Stored rows:
____

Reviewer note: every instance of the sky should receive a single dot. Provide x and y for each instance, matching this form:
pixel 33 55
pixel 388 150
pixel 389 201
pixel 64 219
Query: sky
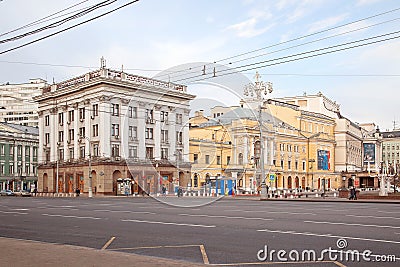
pixel 175 39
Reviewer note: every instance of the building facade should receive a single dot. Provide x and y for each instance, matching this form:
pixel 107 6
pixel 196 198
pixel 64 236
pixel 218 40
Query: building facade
pixel 118 132
pixel 18 157
pixel 16 102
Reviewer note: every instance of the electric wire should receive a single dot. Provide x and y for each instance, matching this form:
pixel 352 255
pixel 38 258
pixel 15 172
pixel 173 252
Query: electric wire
pixel 60 22
pixel 42 19
pixel 66 29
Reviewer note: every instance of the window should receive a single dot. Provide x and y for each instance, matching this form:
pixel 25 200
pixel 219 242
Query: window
pixel 82 132
pixel 164 136
pixel 47 138
pixel 164 153
pixel 61 154
pixel 96 150
pixel 60 136
pixel 149 133
pixel 71 134
pixel 133 151
pixel 240 159
pixel 47 120
pixel 81 114
pixel 149 115
pixel 149 153
pixel 115 150
pixel 115 130
pixel 164 116
pixel 95 130
pixel 61 118
pixel 115 109
pixel 178 118
pixel 132 112
pixel 82 152
pixel 179 138
pixel 70 115
pixel 95 110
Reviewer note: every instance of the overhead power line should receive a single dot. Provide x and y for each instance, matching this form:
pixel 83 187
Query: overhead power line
pixel 60 22
pixel 288 41
pixel 66 29
pixel 286 59
pixel 42 19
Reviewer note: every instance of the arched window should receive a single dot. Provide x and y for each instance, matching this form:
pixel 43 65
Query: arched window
pixel 240 159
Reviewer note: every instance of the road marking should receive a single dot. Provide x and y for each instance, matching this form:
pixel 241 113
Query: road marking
pixel 108 243
pixel 307 263
pixel 226 217
pixel 172 246
pixel 71 216
pixel 375 217
pixel 328 235
pixel 171 223
pixel 204 254
pixel 127 211
pixel 355 224
pixel 14 212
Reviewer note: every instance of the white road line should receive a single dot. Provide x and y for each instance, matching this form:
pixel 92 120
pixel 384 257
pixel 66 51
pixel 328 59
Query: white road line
pixel 355 224
pixel 375 217
pixel 171 223
pixel 127 211
pixel 226 217
pixel 108 243
pixel 328 235
pixel 14 212
pixel 71 216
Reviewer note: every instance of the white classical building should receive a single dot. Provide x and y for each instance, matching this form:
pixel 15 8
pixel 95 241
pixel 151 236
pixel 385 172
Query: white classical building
pixel 16 102
pixel 127 132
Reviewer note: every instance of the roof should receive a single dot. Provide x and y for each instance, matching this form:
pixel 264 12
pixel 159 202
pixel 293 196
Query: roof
pixel 243 113
pixel 19 128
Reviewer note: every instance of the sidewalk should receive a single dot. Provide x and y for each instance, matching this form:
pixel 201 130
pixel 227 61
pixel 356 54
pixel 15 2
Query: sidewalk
pixel 16 252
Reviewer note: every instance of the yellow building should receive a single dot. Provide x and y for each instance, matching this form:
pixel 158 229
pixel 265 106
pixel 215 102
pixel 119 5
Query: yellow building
pixel 298 148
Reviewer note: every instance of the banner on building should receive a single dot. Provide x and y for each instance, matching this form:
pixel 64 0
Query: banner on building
pixel 369 153
pixel 323 159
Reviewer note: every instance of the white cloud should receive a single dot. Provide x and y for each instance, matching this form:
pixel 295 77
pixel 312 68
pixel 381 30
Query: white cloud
pixel 367 2
pixel 326 23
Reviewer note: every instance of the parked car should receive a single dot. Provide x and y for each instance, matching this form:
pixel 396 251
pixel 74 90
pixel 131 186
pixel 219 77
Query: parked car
pixel 23 193
pixel 6 193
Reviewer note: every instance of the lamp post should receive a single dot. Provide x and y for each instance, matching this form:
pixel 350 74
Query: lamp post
pixel 308 156
pixel 90 191
pixel 257 90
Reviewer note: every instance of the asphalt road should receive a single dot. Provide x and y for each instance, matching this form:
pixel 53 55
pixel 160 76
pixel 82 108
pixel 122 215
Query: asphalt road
pixel 223 232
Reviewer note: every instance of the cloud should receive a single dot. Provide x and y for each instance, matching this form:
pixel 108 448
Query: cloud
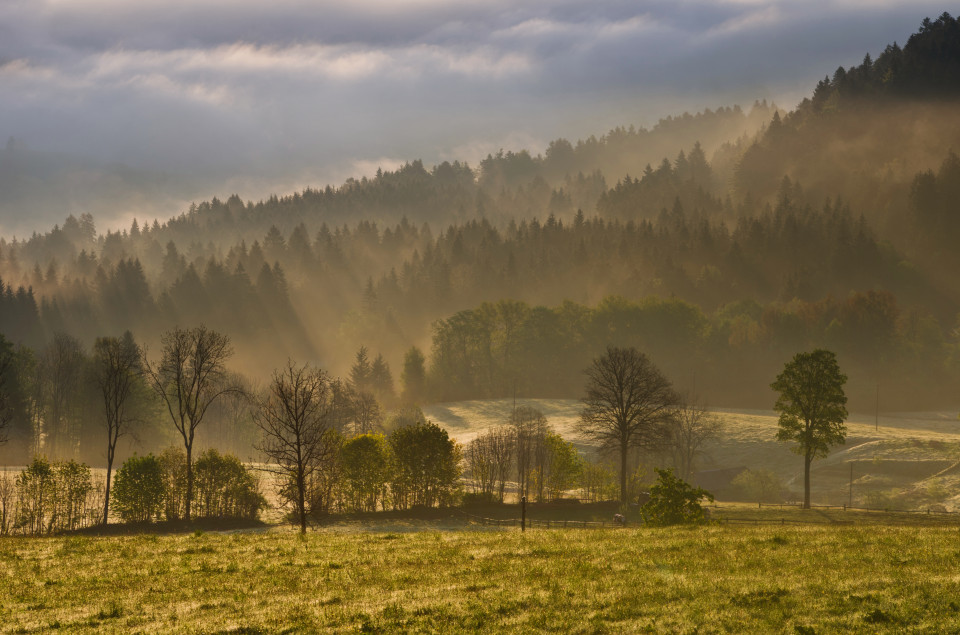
pixel 235 91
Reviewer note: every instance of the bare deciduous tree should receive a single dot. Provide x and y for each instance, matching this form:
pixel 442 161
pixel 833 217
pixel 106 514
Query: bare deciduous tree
pixel 693 427
pixel 116 367
pixel 294 415
pixel 188 378
pixel 628 404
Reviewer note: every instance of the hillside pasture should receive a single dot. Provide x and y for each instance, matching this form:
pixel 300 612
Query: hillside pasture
pixel 712 579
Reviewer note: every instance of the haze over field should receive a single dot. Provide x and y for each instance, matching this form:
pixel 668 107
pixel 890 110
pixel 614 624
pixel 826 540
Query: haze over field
pixel 134 110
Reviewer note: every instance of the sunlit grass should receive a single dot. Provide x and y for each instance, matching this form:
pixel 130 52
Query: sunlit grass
pixel 707 579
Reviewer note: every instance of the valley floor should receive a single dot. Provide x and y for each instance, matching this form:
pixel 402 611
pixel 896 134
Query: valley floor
pixel 436 575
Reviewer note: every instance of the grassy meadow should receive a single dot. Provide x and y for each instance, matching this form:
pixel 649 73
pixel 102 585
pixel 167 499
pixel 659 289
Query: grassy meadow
pixel 716 578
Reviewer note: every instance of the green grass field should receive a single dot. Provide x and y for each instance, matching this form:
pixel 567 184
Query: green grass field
pixel 811 578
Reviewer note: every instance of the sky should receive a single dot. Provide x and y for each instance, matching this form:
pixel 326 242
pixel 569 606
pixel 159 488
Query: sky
pixel 136 108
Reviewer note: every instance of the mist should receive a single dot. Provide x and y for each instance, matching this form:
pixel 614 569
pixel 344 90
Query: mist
pixel 144 110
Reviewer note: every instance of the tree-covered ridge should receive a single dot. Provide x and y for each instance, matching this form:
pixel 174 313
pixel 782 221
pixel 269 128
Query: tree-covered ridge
pixel 819 207
pixel 864 133
pixel 508 347
pixel 928 66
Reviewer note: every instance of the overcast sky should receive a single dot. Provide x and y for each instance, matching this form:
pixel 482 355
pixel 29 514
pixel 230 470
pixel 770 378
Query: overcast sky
pixel 254 97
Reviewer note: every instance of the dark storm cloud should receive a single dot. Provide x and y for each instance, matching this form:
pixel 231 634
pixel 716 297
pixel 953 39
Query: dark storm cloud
pixel 252 95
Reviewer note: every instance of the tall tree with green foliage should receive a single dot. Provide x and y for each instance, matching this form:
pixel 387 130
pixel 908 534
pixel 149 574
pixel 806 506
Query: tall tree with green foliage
pixel 812 407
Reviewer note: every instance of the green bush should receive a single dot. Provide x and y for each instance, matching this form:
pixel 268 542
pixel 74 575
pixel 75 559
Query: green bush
pixel 173 462
pixel 53 497
pixel 673 501
pixel 224 488
pixel 139 490
pixel 761 486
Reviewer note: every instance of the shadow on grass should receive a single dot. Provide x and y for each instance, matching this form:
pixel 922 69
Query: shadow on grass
pixel 170 527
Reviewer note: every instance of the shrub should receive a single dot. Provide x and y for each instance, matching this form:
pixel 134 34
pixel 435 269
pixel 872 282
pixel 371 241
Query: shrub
pixel 427 466
pixel 53 497
pixel 366 463
pixel 673 501
pixel 762 486
pixel 139 489
pixel 173 462
pixel 224 488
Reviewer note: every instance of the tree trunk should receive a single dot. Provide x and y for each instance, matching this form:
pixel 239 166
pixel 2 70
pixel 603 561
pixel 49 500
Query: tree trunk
pixel 106 495
pixel 189 480
pixel 623 474
pixel 302 501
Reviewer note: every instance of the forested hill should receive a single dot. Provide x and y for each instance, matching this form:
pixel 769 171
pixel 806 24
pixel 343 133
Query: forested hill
pixel 722 242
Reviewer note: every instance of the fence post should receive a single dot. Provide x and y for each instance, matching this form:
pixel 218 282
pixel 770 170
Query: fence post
pixel 523 514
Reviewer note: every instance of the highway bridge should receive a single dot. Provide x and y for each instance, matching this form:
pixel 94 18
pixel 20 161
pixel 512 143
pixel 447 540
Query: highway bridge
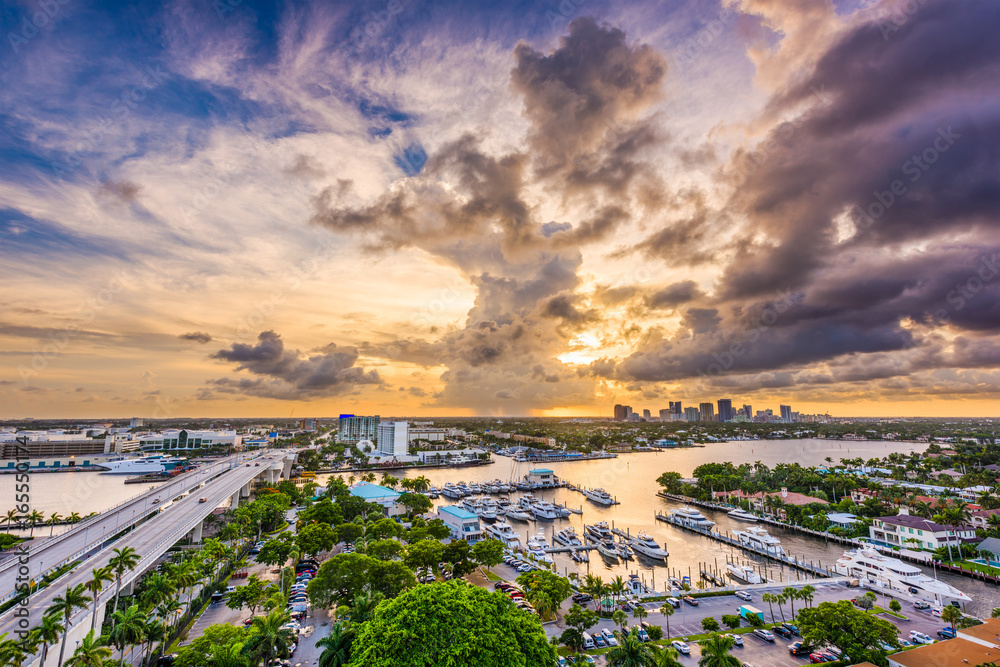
pixel 178 513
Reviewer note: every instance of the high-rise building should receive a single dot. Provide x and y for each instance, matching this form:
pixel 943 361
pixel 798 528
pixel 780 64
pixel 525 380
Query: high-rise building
pixel 354 429
pixel 393 438
pixel 786 414
pixel 726 409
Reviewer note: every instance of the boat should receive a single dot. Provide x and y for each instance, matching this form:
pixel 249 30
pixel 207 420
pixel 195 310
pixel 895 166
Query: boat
pixel 567 536
pixel 690 517
pixel 517 515
pixel 599 531
pixel 757 538
pixel 647 546
pixel 608 549
pixel 140 465
pixel 876 570
pixel 599 496
pixel 501 530
pixel 743 573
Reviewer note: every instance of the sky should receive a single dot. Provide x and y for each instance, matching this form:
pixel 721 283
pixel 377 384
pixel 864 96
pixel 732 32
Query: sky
pixel 244 208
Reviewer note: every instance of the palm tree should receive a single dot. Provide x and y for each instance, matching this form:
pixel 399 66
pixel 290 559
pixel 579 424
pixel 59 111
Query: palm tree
pixel 336 646
pixel 52 521
pixel 715 652
pixel 951 614
pixel 630 652
pixel 128 628
pixel 667 610
pixel 65 606
pixel 770 598
pixel 790 594
pixel 46 633
pixel 268 640
pixel 123 560
pixel 90 653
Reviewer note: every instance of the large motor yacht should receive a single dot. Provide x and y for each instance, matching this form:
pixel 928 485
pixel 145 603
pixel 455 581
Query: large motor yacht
pixel 757 538
pixel 878 571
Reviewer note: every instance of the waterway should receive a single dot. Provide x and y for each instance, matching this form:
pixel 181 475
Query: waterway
pixel 630 477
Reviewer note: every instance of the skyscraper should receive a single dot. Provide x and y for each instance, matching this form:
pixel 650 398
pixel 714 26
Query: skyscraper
pixel 725 409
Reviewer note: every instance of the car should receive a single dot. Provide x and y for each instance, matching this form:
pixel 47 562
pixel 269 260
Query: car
pixel 798 648
pixel 681 647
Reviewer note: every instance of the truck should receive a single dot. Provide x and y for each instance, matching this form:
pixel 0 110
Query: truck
pixel 746 611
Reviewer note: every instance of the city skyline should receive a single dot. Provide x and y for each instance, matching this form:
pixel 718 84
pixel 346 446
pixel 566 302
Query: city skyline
pixel 209 209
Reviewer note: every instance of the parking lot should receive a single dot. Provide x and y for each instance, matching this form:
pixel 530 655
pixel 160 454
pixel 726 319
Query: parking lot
pixel 686 621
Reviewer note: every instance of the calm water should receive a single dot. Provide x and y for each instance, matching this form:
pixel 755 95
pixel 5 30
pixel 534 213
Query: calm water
pixel 631 478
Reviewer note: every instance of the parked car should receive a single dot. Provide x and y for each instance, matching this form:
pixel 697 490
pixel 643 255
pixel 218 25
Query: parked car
pixel 681 647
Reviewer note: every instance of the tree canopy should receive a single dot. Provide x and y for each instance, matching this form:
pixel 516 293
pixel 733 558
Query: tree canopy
pixel 451 625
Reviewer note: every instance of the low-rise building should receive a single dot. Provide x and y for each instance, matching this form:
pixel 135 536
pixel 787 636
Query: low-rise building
pixel 908 531
pixel 464 525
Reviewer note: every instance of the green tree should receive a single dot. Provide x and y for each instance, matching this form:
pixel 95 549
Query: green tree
pixel 630 652
pixel 715 652
pixel 315 538
pixel 451 624
pixel 63 607
pixel 336 646
pixel 854 632
pixel 488 552
pixel 268 639
pixel 90 653
pixel 128 628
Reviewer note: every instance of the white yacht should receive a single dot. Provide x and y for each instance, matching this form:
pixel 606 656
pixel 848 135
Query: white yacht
pixel 501 530
pixel 757 538
pixel 536 547
pixel 876 570
pixel 743 573
pixel 647 546
pixel 140 465
pixel 688 516
pixel 568 537
pixel 599 531
pixel 599 496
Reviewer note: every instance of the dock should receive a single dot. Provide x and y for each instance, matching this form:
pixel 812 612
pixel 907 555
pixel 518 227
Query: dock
pixel 813 569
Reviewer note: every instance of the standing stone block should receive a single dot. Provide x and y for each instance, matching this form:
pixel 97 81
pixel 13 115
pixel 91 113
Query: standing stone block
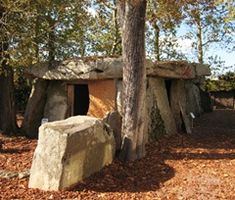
pixel 157 102
pixel 69 151
pixel 35 108
pixel 56 105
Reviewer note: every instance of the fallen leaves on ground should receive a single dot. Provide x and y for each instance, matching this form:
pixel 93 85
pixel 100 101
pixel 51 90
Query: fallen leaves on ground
pixel 197 166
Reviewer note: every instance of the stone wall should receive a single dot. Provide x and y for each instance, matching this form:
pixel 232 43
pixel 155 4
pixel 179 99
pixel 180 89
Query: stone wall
pixel 35 108
pixel 69 151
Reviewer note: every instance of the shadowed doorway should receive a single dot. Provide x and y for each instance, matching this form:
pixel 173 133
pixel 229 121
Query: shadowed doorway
pixel 81 99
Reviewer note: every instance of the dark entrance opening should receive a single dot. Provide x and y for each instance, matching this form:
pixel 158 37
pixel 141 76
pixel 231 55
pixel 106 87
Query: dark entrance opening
pixel 168 83
pixel 81 99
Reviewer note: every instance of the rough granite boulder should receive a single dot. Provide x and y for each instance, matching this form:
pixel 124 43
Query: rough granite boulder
pixel 69 151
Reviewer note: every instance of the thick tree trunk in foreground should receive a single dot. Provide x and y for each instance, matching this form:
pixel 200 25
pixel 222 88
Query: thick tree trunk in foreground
pixel 134 77
pixel 7 105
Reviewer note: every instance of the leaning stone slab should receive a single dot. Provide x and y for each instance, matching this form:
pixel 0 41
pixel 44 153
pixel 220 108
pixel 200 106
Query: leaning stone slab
pixel 69 151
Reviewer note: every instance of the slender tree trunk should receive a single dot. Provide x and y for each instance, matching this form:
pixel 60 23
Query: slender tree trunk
pixel 156 42
pixel 117 39
pixel 134 77
pixel 199 41
pixel 36 41
pixel 51 43
pixel 7 102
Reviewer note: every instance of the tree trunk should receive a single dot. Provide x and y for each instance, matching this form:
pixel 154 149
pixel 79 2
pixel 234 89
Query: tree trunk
pixel 156 42
pixel 199 41
pixel 134 77
pixel 7 103
pixel 117 39
pixel 51 43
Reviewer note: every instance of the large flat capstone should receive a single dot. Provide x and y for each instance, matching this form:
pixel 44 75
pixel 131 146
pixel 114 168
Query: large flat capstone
pixel 70 150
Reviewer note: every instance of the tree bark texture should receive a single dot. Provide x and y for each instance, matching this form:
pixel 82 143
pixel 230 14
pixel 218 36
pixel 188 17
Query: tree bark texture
pixel 134 78
pixel 7 103
pixel 199 41
pixel 157 41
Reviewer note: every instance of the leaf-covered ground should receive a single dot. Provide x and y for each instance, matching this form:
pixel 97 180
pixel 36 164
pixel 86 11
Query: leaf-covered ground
pixel 199 166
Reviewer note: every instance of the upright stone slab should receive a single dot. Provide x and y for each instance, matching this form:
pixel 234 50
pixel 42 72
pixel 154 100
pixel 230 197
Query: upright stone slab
pixel 178 105
pixel 193 98
pixel 56 104
pixel 161 103
pixel 35 108
pixel 69 151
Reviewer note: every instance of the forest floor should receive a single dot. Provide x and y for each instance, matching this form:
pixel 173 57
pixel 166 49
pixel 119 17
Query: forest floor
pixel 198 166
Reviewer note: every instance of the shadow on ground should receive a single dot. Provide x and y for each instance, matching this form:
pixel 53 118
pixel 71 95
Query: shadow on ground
pixel 146 174
pixel 213 135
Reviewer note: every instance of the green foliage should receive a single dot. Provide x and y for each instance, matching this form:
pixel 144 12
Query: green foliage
pixel 225 82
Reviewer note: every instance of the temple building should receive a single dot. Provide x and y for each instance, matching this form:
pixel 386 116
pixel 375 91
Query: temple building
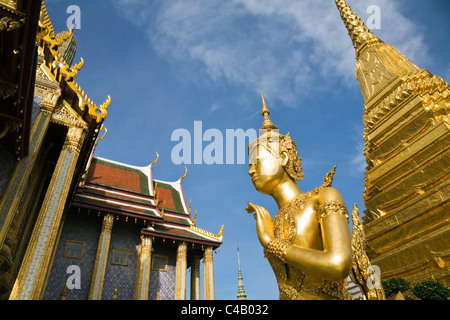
pixel 406 133
pixel 65 215
pixel 132 234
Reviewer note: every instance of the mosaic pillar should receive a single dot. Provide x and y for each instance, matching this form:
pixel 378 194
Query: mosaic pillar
pixel 98 274
pixel 195 278
pixel 208 274
pixel 143 269
pixel 17 182
pixel 180 286
pixel 32 277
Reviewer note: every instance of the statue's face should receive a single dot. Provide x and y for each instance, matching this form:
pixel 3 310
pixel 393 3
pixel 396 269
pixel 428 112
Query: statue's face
pixel 265 169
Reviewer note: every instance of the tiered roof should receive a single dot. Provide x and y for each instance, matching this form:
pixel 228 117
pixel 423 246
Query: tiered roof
pixel 132 191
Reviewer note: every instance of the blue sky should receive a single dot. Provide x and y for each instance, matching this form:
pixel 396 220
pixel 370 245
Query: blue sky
pixel 167 64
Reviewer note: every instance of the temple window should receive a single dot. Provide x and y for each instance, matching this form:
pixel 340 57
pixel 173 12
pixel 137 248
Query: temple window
pixel 159 263
pixel 120 257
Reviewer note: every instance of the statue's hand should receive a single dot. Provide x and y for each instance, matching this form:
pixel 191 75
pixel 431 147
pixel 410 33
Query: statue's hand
pixel 264 224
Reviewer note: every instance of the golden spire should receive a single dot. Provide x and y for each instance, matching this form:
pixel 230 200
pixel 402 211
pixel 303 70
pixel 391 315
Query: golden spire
pixel 267 124
pixel 194 221
pixel 156 161
pixel 185 174
pixel 357 30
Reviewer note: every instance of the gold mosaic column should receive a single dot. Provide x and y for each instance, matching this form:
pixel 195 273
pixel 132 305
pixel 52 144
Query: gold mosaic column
pixel 195 279
pixel 180 293
pixel 32 277
pixel 98 274
pixel 143 269
pixel 17 183
pixel 208 274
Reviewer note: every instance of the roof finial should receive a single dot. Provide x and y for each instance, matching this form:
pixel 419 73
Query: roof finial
pixel 267 124
pixel 357 30
pixel 156 161
pixel 185 174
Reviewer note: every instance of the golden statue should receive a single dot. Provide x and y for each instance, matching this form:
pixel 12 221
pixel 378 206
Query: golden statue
pixel 308 242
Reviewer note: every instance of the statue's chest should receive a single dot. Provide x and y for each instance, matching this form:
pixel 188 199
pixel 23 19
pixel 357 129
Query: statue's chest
pixel 298 216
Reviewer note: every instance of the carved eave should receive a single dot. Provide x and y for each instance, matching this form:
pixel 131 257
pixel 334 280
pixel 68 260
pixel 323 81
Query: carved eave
pixel 66 116
pixel 18 22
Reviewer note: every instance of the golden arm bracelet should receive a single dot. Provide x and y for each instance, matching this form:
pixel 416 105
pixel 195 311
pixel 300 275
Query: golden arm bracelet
pixel 278 248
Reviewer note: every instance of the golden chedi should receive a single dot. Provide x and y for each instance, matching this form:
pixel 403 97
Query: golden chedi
pixel 406 133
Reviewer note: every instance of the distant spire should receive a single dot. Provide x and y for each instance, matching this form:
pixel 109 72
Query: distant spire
pixel 357 30
pixel 267 124
pixel 241 292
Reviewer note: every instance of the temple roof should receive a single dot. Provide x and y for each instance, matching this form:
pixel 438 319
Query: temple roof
pixel 132 191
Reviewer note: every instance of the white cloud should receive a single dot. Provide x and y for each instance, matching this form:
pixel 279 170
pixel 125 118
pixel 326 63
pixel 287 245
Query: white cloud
pixel 284 48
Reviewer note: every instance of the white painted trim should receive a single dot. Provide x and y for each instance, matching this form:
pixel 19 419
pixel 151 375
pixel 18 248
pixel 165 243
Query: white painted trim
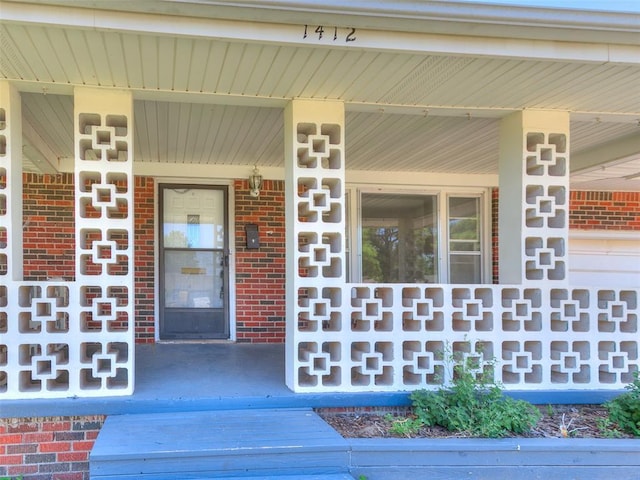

____

Lay out as a numbered list the lines starting with the line that contains "Reviewer note: every instance of the hillside" and going on through the line that contains "pixel 716 578", both of those lines included. Leave out any blank lines.

1. Reviewer note: every instance of the hillside pasture should receive a single dot. Provide x and y for each instance, matching this form:
2. pixel 300 612
3. Query: hillside pasture
4. pixel 712 579
5. Reviewer note: every instance of the haze over field should receive a single dot. Provide x and y for each instance, matching this form:
6. pixel 668 107
7. pixel 890 110
8. pixel 614 624
9. pixel 826 540
10. Query: haze over field
11. pixel 134 110
12. Reviewer note: every instance of the sunlit grass should receive a single dot. Provide x and y for each instance, matching this form:
13. pixel 130 52
14. Query: sunlit grass
15. pixel 707 579
16. Reviewer note: every instance of the valley floor should receive a single dot. Provide x and y for each instance, matching this form:
17. pixel 402 611
18. pixel 896 134
19. Query: valley floor
20. pixel 436 575
21. Reviewer note: every instance of the grassy meadow should receive a single dot. Provide x and y for each instance, matching this form:
22. pixel 649 73
23. pixel 102 585
24. pixel 167 499
25. pixel 659 289
26. Query: grassy meadow
27. pixel 716 578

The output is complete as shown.